Texte présenté →
____

Oui parce qu’en fait, c'est de ça que je voulais vous parler à la base. J'ai acheté tout à l'heure ceci :
C'était pour les 10 ans de l'émission (dont je parlais plus haut, avant de me laisser emporter par ma description), une quarantaine d'historiens acceptaient de répondre, en 4 minutes, à la question qui donne des pulsions de violence aux étudiants en histoire « À quoi sert l'histoire aujourd'hui ? ». Là, j'en entends certains me répondre avec enthousiasme « à faire parler les cons ! » Certes, (vous connaissez bien vos classiques) mais en l'occurrence, on a décidé de faire parler une quarantaine d'historiens (dont Arlette Farge, Jacques Le Goff ou Michelle Perrot, excusez du peu) qui nous offrent ici arguments et réponses à cette grande question, avec intelligence, gravité et souvent humour (car l'historien est, comme chacun sait, doté d'un solide sens de l'humour, nécessaire à sa survie dés qu'il met un pied hors de l'Université).
L'humour de Christophe Pochasson lui permet de mettre en scène sa chronique, en la plaçant dans un bistrot, ou un groupe d'habitués, « les historiens » s'écharpent pour répondre à la question du patron du bar Chez Fernand, l'histoire à quoi ça sert ?
Jean-Noël Jeanneney décide quant à lui de répondre à la Cyranno, « je veux dire sur tous les tons :
Superficiel : tant de gens aiment tellement la revue gala qu'ils rêvent de la projeter autrefois et de savoir enfin si Marie-Antoinette et Fersen sont allés, un soir d'été, jusqu'au bout de leur désir. Vive l'histoire !
Désabusé : notre monde est si désespérant qu'une fuite s'impose, loin en arrière, le plus loin possible, vers un âge d'or imaginaire. Vive l'histoire !

____

Extraits de données →
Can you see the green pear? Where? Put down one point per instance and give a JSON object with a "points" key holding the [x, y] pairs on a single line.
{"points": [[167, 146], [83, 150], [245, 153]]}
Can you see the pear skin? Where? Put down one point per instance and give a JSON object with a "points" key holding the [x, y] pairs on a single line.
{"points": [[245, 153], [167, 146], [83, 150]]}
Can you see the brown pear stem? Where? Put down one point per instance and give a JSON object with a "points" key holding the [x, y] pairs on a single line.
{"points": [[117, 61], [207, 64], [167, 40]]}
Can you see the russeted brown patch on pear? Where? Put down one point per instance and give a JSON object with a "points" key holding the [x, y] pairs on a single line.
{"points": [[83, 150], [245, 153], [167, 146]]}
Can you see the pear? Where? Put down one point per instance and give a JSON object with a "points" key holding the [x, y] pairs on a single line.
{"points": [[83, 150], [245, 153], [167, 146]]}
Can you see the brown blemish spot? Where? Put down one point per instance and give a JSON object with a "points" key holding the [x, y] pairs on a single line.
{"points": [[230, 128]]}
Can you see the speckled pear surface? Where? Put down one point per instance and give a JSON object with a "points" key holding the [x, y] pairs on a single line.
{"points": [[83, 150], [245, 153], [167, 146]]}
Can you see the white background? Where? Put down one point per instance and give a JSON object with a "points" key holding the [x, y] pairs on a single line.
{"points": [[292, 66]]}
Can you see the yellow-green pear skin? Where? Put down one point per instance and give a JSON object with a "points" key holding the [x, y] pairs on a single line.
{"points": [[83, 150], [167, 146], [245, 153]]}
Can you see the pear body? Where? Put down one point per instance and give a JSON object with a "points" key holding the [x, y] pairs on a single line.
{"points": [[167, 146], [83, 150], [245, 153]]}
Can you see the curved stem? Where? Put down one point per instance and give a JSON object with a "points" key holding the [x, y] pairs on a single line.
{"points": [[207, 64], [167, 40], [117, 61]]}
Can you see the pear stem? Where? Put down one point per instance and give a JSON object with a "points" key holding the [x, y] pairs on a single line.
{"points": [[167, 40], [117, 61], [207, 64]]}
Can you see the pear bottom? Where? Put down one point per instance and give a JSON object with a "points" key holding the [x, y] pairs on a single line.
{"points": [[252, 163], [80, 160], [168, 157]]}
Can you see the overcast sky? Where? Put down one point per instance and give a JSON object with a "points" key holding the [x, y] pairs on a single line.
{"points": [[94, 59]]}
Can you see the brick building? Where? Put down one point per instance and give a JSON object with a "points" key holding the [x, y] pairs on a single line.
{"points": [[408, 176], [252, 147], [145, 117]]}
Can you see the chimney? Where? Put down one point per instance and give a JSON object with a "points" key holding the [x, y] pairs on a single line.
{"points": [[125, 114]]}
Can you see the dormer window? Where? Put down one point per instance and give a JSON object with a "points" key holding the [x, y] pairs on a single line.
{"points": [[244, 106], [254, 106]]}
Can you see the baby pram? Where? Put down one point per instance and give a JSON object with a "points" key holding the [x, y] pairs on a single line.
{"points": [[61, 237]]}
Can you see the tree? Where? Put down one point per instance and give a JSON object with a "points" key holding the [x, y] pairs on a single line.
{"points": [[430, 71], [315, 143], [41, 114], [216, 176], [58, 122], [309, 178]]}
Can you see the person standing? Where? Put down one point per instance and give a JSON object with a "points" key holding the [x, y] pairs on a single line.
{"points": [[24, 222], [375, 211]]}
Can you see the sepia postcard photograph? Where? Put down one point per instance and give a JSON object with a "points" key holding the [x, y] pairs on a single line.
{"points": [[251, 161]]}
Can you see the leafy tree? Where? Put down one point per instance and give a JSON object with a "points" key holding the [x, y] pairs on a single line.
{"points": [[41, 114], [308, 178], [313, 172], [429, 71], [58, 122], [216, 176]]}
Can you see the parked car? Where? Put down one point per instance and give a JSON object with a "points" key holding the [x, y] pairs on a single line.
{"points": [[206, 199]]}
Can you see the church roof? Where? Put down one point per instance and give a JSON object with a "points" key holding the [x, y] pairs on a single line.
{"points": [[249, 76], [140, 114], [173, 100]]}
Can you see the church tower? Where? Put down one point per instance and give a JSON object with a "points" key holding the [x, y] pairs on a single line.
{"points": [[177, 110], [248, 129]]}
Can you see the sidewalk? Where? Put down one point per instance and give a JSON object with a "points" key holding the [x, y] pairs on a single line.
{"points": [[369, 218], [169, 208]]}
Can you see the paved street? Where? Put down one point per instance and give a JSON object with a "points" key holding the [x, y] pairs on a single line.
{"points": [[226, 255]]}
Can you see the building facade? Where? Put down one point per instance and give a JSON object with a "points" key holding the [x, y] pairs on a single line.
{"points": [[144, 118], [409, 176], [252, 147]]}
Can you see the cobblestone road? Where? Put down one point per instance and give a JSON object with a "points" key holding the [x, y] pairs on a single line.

____

Exercices à faire →
1. Traduisez en anglais cette phrase du texte sur l'utilité de l'histoire : « Désabusé : notre monde est si désespérant qu'une fuite s'impose, loin en arrière, le plus loin possible, vers un âge d'or imaginaire. »
2. Donnez la suite du texte sur l'utilité de l'histoire, s'il vous plaît, à partir de l'endroit où il s'arrête.

Exercices corrigés →
1. Disillusioned: our world is so dispiriting that an escape is called for, far back, as far back as possible, toward an imaginary golden age.

2.
Désinvolte : tant d’intrigue et tant de romans. La réalité dépasse la fiction, et même si Clio m'a abusée et m'a prise dans ses rêts, j'aurais passé, grâce à elle, un bien bon moment. Vive l'histoire !
Pusillanime : l'historien est si bien au chaud dans sa tour d'ivoire, loin des brutalités de la planète, qu'on ne lui fera jamais grief des jugements les plus sévères et les plus péremptoires sur ceux qui s'y sont exposés, jadis et naguère. Vive l'histoire !
Cynique : Clio a un magasin une quantité incroyable d'anecdote et de citations où chacun peut puiser à loisir au service de n'importe quelle cause, et lui en savoir gré sans inconvénient pour elle. Vive l'histoire !
Patriotique : comme l'a dit Gabriel Monod, fondateur de la revue Historique : “l'histoire travaille, d’une manière secrète et sûre, à la grandeur de la patrie”. Vive l'histoire !
Et très sérieuse, Claire Lemercier nous rappelle qu'elle sait bien qu'il n'y a pas de leçons de l'histoire, “mais je sais aussi que si les historiens se taisent, tous les pouvoirs, tous les groupes de pression et tous les Éric Zemmour du monde les tireront à leur place.” Rappel pas du tout inutile à mon humble avis.
Ça coûte 13€, c'est édité par France Culture chez Bayard, et c'est drôlement bien. Courrez donc l'acheter, ou, à défaut, abonnez-vous aux émissions de la Fabrique, ça, c'est gratuit.
Claire Lemercier exprime exactement ce que je pense. En fait, j'avais dis presque la même chose dans le séminaire d'historiographie. À quelqu'un qui disait que l'histoire était absente du débat public, j'avais répondu que les historiens l'étaient, mais que l'histoire, elle, elle est partout.
RépondreSupprimerJ'ai aussi remarqué que les gens se demandent bien à quoi sert l'histoire, mais que si on n'aborde pas la question sous cet angle, si on se met à raconter, alors ils écoutent, fascinés.
Pour moi, ces observations règlent la question.